- To do
Please write out the items below as a numbered list, leaving out any blank lines.

### Data ###

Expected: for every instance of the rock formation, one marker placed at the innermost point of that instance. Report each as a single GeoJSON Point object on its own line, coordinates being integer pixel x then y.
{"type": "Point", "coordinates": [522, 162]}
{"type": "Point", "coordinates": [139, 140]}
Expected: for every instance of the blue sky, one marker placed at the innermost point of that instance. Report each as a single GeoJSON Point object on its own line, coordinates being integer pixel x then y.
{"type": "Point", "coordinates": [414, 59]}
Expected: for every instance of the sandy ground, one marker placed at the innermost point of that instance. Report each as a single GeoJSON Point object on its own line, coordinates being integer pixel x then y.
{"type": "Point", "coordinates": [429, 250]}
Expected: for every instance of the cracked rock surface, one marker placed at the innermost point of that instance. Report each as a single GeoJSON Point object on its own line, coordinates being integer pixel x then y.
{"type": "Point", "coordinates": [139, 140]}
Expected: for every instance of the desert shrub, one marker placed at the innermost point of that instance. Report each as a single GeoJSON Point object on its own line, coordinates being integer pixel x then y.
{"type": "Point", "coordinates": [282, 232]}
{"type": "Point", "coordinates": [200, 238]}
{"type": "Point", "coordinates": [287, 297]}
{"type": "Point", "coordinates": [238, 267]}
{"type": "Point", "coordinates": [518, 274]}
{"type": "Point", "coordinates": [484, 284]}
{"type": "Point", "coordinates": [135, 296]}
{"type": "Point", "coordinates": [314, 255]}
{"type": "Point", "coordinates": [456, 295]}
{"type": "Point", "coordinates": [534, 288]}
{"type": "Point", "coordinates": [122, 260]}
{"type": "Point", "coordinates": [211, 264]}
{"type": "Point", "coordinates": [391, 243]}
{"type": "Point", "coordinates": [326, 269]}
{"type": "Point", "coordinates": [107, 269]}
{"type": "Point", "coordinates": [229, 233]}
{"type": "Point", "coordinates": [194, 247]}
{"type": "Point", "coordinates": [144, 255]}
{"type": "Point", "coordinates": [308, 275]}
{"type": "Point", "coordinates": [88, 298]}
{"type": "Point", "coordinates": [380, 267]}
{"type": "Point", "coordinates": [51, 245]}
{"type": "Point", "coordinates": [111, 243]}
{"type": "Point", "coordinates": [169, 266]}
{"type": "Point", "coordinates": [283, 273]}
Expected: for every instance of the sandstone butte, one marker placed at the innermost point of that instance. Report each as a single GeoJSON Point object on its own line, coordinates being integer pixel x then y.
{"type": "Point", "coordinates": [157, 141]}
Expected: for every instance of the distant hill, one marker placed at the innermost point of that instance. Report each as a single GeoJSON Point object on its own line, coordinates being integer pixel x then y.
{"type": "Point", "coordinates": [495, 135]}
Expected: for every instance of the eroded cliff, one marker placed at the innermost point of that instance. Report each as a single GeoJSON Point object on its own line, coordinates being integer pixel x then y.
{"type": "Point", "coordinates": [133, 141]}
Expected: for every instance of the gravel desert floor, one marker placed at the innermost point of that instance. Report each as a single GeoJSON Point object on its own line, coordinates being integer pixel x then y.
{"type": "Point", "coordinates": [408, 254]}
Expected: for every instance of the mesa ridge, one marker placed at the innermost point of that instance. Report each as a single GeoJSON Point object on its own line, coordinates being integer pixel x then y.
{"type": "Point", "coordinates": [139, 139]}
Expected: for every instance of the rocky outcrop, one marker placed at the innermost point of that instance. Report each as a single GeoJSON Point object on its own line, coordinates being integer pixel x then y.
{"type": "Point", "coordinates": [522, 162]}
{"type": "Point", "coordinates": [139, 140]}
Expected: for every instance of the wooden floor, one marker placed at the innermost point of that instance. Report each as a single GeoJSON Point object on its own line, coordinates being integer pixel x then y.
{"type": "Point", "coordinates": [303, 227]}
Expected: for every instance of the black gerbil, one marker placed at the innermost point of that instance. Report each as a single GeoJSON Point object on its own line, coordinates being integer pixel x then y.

###

- Worked answer
1. Expected: for every instance of the rock formation, one marker placed at the innermost point of that instance. Report each as a single GeoJSON Point object on its own line, coordinates being integer pixel x then y.
2. {"type": "Point", "coordinates": [522, 162]}
3. {"type": "Point", "coordinates": [139, 140]}
4. Expected: for every instance of the blue sky, one marker placed at the innermost point of that instance. Report each as a single GeoJSON Point object on its own line, coordinates being integer pixel x then y.
5. {"type": "Point", "coordinates": [414, 59]}
6. Expected: for every instance of the sandy ground, one marker placed at the innermost point of that instance. Report each as a single GeoJSON Point object on its own line, coordinates being integer pixel x then y.
7. {"type": "Point", "coordinates": [429, 250]}
8. Expected: for every instance of the cracked rock surface, one marker placed at the innermost point of that instance. Report each as a single GeoJSON Point object on its own line, coordinates being integer pixel x then y.
9. {"type": "Point", "coordinates": [139, 140]}
10. Expected: for every instance of the desert shrub, one marker placed at the innermost point of that instance. Report each as a single GeoJSON Point object on its own line, coordinates being integer pixel x then y.
11. {"type": "Point", "coordinates": [282, 232]}
12. {"type": "Point", "coordinates": [200, 238]}
13. {"type": "Point", "coordinates": [287, 297]}
14. {"type": "Point", "coordinates": [238, 267]}
15. {"type": "Point", "coordinates": [518, 274]}
16. {"type": "Point", "coordinates": [484, 284]}
17. {"type": "Point", "coordinates": [135, 296]}
18. {"type": "Point", "coordinates": [314, 255]}
19. {"type": "Point", "coordinates": [456, 295]}
20. {"type": "Point", "coordinates": [534, 288]}
21. {"type": "Point", "coordinates": [122, 260]}
22. {"type": "Point", "coordinates": [211, 264]}
23. {"type": "Point", "coordinates": [391, 243]}
24. {"type": "Point", "coordinates": [326, 269]}
25. {"type": "Point", "coordinates": [107, 269]}
26. {"type": "Point", "coordinates": [229, 233]}
27. {"type": "Point", "coordinates": [194, 247]}
28. {"type": "Point", "coordinates": [144, 255]}
29. {"type": "Point", "coordinates": [308, 275]}
30. {"type": "Point", "coordinates": [88, 298]}
31. {"type": "Point", "coordinates": [380, 267]}
32. {"type": "Point", "coordinates": [51, 245]}
33. {"type": "Point", "coordinates": [111, 243]}
34. {"type": "Point", "coordinates": [169, 266]}
35. {"type": "Point", "coordinates": [283, 273]}
36. Expected: for every instance of the sandstone butte, one marker placed at the innermost point of that instance. Report each as a single GeoJSON Point object on its own line, coordinates being integer pixel x then y.
37. {"type": "Point", "coordinates": [157, 141]}
38. Expected: for every instance of the distant hill, one marker placed at the innermost point of that instance. Report each as a single GeoJSON Point object on its own line, coordinates being integer pixel x then y.
39. {"type": "Point", "coordinates": [495, 135]}
40. Expected: for every instance of the eroded cliff, one marker placed at the innermost point of that instance. Report each as a single GeoJSON Point object on its own line, coordinates being integer pixel x then y.
41. {"type": "Point", "coordinates": [133, 141]}
42. Expected: for every instance of the gravel desert floor, one marker placed at the innermost point of that instance. Report each as a single GeoJSON Point object on its own line, coordinates being integer pixel x then y.
43. {"type": "Point", "coordinates": [408, 254]}
44. Expected: for every instance of the mesa ridge, one marker placed at the innermost point of that instance. Report each as a single GeoJSON Point object on its own line, coordinates being integer pixel x then y.
45. {"type": "Point", "coordinates": [139, 139]}
46. Expected: for every instance of the rocky outcrop, one marker placed at the innermost point of that instance. Report each as a single GeoJSON Point object on its own line, coordinates being integer pixel x then y.
47. {"type": "Point", "coordinates": [522, 162]}
48. {"type": "Point", "coordinates": [139, 140]}
49. Expected: for every instance of the wooden floor, one marker placed at the innermost point of that instance. Report each as a single GeoJSON Point object on its own line, coordinates being integer pixel x then y.
50. {"type": "Point", "coordinates": [303, 227]}
51. Expected: for every instance of the black gerbil, one marker placed at the innermost point of that instance. Report each as a single GeoJSON Point object on its own line, coordinates being integer pixel x then y.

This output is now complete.